Exercise description:
Would you copy the records below, exactly and only from their first line through the line containing "Segment every instance of the asphalt", without any pictures?

Available records:
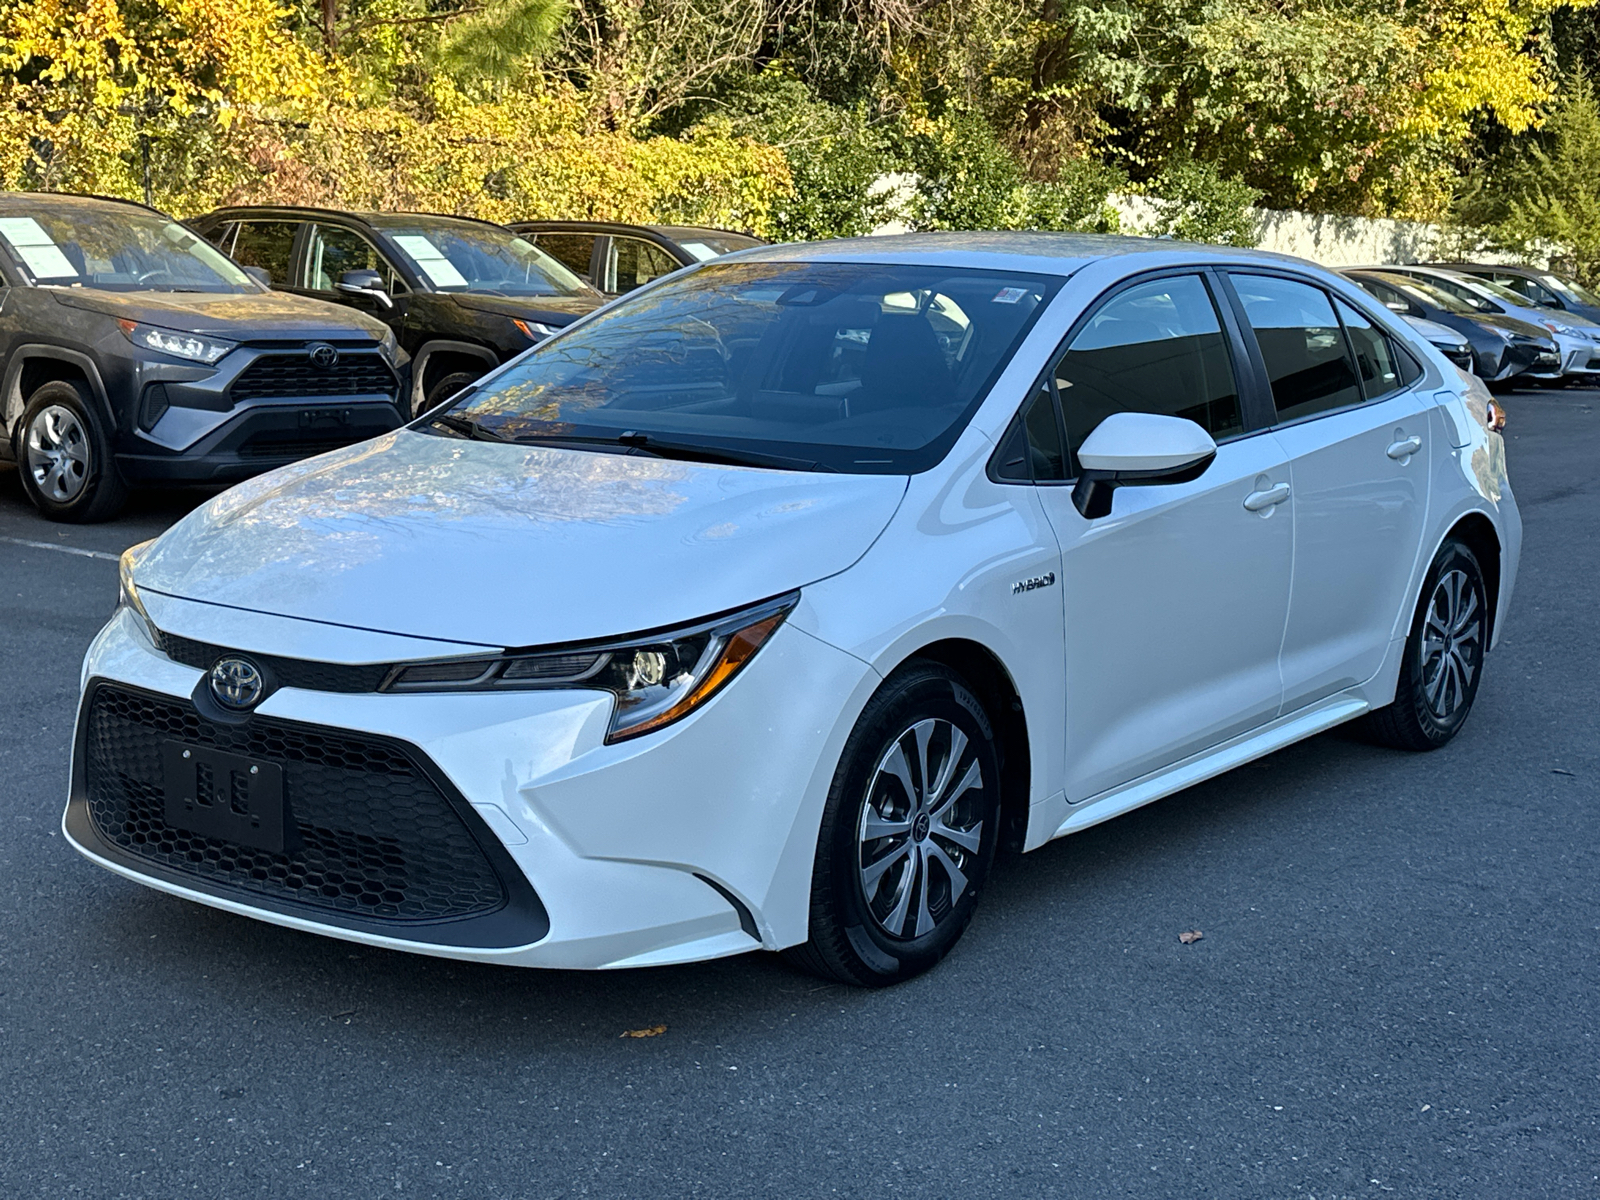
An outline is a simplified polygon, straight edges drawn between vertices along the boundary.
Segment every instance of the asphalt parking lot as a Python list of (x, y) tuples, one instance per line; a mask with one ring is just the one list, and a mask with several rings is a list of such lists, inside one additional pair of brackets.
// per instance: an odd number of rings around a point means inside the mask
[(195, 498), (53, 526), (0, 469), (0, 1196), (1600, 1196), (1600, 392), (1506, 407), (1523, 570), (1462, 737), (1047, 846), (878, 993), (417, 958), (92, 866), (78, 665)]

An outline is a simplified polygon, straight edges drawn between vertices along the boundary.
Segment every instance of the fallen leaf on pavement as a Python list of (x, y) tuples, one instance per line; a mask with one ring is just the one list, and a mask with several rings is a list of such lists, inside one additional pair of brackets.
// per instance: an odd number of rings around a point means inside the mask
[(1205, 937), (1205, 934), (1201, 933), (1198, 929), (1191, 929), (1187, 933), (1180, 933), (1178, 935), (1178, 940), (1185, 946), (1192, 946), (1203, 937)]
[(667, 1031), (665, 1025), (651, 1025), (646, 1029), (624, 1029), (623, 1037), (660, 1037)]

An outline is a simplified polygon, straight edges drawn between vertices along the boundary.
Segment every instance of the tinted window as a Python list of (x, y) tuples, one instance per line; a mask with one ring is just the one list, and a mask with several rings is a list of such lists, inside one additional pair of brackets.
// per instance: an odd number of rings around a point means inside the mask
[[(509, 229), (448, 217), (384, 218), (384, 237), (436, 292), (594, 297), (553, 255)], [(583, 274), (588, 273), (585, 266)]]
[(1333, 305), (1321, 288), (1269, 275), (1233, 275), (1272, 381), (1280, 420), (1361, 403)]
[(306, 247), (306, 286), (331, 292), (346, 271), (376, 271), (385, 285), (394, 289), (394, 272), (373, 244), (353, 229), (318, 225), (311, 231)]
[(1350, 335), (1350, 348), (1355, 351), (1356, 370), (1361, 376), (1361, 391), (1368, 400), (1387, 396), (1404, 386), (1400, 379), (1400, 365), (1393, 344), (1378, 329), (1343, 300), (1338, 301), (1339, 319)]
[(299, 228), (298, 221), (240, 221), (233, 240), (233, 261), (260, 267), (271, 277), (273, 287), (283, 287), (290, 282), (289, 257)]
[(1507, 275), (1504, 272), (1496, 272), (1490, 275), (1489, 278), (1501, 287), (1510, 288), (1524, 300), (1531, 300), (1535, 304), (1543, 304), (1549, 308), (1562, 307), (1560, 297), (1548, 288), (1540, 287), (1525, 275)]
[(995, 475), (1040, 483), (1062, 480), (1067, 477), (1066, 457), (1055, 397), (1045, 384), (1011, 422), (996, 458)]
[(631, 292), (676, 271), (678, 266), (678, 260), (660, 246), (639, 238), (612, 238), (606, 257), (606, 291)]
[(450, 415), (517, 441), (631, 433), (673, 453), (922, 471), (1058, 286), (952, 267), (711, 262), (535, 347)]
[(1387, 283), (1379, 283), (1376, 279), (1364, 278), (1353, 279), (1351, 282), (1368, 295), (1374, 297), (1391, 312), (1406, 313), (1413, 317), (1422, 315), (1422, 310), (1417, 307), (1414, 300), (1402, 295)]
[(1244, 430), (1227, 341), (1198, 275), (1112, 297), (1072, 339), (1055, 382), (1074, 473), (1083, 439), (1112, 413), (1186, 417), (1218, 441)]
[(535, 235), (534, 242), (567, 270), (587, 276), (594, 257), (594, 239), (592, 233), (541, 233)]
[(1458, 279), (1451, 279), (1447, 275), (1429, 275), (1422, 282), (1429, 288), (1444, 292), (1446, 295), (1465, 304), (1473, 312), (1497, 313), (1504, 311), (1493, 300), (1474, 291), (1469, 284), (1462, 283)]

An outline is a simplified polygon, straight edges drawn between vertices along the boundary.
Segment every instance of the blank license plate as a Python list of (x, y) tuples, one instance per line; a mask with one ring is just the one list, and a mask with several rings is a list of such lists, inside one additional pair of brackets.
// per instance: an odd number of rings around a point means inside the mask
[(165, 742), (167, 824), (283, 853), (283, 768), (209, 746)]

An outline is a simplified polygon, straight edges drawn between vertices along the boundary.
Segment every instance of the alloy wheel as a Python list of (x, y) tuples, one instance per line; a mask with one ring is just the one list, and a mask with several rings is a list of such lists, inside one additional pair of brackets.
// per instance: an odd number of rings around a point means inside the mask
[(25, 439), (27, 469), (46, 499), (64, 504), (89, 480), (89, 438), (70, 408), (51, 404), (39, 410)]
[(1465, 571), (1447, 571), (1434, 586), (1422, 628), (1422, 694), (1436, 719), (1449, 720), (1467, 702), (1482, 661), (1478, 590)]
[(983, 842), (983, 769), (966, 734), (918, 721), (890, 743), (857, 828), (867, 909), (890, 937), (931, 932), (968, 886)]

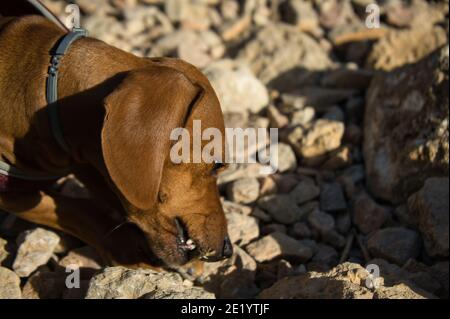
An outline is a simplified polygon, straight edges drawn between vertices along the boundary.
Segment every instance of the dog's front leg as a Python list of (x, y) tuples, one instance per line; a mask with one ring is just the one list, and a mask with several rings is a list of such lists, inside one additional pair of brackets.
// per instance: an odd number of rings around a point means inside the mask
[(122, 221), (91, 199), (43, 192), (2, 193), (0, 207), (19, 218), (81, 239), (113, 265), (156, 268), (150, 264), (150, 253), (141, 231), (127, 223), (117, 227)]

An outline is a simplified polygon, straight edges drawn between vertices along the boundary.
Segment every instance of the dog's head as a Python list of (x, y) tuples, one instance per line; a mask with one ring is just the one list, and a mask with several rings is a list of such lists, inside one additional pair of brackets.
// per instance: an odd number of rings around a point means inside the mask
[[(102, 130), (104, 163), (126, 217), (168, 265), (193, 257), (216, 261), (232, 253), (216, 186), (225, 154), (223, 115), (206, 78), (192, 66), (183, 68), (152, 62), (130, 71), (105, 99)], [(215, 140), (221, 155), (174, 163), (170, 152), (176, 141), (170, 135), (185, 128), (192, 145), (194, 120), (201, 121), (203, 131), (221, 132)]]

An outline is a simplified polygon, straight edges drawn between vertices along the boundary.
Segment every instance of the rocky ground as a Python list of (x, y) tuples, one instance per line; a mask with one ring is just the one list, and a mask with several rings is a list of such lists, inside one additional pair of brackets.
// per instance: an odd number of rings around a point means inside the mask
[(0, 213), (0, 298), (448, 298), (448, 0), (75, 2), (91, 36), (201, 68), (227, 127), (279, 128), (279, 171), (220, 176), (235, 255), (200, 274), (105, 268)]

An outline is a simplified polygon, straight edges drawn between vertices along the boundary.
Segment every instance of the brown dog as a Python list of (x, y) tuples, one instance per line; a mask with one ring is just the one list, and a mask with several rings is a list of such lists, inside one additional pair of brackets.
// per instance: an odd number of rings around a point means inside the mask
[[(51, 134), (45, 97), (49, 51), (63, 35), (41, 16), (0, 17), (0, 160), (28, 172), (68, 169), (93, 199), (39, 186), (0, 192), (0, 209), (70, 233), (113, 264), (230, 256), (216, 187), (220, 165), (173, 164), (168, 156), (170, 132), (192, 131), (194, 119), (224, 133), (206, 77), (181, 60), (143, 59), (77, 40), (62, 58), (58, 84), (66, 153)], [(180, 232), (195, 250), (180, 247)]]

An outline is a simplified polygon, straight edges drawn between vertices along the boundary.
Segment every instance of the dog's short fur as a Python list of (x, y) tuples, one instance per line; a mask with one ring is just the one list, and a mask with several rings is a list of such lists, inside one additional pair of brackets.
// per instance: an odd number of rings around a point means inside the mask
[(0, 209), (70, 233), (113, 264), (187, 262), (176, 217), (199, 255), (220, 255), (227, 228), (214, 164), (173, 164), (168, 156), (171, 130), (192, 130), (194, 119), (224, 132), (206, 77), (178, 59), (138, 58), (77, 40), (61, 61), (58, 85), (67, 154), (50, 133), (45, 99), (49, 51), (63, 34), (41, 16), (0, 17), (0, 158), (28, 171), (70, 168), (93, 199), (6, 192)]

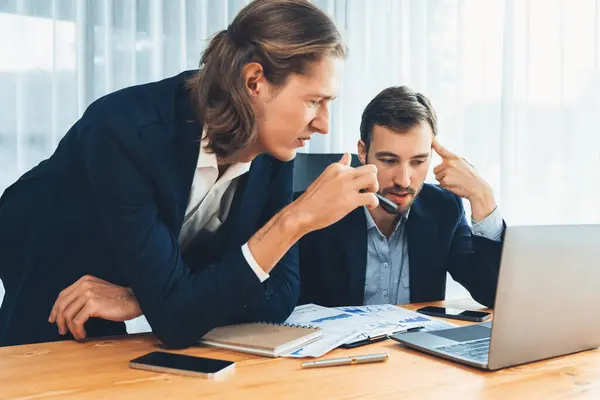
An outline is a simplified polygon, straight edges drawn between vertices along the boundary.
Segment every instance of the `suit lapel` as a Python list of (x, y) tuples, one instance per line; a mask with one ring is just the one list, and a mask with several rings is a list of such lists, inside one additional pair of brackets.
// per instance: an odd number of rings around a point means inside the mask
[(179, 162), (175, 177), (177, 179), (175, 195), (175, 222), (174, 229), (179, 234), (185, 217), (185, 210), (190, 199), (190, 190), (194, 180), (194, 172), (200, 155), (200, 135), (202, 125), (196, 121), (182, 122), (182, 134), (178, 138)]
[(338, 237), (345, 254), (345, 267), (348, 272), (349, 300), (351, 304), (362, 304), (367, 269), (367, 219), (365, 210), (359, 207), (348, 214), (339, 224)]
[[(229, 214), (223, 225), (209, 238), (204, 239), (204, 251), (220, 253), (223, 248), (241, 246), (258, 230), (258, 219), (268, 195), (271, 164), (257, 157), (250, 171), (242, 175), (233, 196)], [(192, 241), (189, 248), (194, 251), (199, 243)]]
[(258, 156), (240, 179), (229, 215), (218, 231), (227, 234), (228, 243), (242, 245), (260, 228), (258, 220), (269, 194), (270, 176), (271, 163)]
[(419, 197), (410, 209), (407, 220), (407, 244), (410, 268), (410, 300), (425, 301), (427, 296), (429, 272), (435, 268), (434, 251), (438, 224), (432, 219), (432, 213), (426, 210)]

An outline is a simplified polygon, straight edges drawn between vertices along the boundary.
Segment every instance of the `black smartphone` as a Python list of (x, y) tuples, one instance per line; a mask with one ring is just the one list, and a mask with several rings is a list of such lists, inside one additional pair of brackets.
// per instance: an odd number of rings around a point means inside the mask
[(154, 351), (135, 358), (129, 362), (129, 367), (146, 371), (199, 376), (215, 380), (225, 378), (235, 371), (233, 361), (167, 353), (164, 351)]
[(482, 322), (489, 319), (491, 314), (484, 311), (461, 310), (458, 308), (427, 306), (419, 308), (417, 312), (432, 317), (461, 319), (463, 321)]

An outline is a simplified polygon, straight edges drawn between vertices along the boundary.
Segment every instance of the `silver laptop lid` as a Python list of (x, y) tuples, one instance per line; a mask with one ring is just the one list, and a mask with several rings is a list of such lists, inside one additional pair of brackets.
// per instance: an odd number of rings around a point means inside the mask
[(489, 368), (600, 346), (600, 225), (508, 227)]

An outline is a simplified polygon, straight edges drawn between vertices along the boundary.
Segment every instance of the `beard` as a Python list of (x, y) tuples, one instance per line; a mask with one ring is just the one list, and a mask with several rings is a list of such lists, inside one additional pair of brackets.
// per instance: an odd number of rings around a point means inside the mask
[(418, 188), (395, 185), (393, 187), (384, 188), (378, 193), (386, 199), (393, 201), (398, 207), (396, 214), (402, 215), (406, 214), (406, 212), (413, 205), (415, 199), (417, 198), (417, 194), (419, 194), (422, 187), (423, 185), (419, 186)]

Solution to the problem:
An outline is a simplified polygon, straight edges drawn between vertices along the boundary.
Segment every instance of the asphalt parking lot as a Python list of (x, y) tuples, one instance per line; a mask with one ring is just the one list, and a mask with several rings is a list of such lists, inside one additional pair of brackets.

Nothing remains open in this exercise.